**Data under study:**
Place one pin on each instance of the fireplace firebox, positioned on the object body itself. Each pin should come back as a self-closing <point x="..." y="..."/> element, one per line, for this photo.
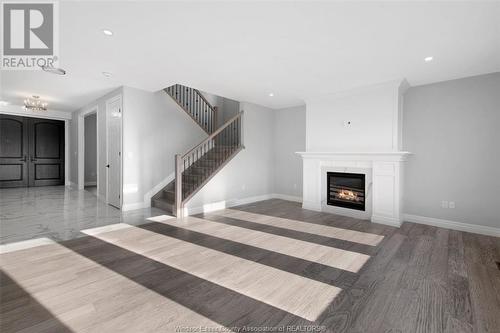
<point x="346" y="190"/>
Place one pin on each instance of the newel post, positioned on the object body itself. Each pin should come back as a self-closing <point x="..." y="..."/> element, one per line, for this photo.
<point x="178" y="209"/>
<point x="216" y="118"/>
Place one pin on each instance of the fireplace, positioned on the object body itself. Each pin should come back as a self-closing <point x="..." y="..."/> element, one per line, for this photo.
<point x="346" y="190"/>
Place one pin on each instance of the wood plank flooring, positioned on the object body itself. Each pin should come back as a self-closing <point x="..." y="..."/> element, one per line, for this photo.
<point x="268" y="266"/>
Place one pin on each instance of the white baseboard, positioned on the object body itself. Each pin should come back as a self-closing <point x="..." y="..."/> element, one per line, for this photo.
<point x="71" y="185"/>
<point x="311" y="206"/>
<point x="211" y="207"/>
<point x="474" y="228"/>
<point x="390" y="221"/>
<point x="133" y="206"/>
<point x="158" y="187"/>
<point x="286" y="197"/>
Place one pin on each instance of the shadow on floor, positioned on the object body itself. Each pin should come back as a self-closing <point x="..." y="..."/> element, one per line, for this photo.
<point x="19" y="311"/>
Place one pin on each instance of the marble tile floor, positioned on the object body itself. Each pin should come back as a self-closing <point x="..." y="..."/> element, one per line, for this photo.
<point x="58" y="213"/>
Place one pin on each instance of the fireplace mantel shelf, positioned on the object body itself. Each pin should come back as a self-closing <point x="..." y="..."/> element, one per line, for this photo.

**Description of the task:** Copy each line above precisely, dropping the pictures.

**Response to the exercise:**
Place one pin on each instance of the fireplace firebox, positioned on the object body itself. Each pin should come back as a self-closing <point x="..." y="..."/> element, one per line, for this photo.
<point x="346" y="190"/>
Place one pin on each instance of the newel post, positioned on the object body itself. Each pin should come back as a self-closing <point x="..." y="..."/> element, one per line, for this photo.
<point x="178" y="209"/>
<point x="216" y="118"/>
Place one pin on each instance of the fireplace, positioned on the object body itself. Each pin should come back as a self-closing <point x="..." y="..."/> element, one per line, for this photo.
<point x="346" y="190"/>
Place one pin on each instance of the wood plank flooring, positioned on the object body itself. Each pin should come back as a self-closing <point x="..." y="..."/> element, one per line, for this photo.
<point x="268" y="266"/>
Place one pin on each instance of the white baseboard, positioned on the object body itself. Each pin should come back as a self-closing <point x="..." y="..."/> element, one per line, for this photo.
<point x="71" y="185"/>
<point x="311" y="206"/>
<point x="211" y="207"/>
<point x="474" y="228"/>
<point x="390" y="221"/>
<point x="133" y="206"/>
<point x="158" y="187"/>
<point x="286" y="197"/>
Place one pin on each instance of the shadow on floor, positioned on the object body itself. Each pin should come back as a self-closing <point x="..." y="..."/> element, one per line, for this photo.
<point x="19" y="311"/>
Place one pin on each instance of the marble tile floor, positioned on the object body itself. Each pin should come back as a self-closing <point x="..." y="..."/> element, one per line, for this photo.
<point x="58" y="213"/>
Place one pin on each instance of the fireplace mantel shelf, positioned on the object body itself. Each pin should come back as a self-closing <point x="..." y="..."/> element, one per line, for this photo.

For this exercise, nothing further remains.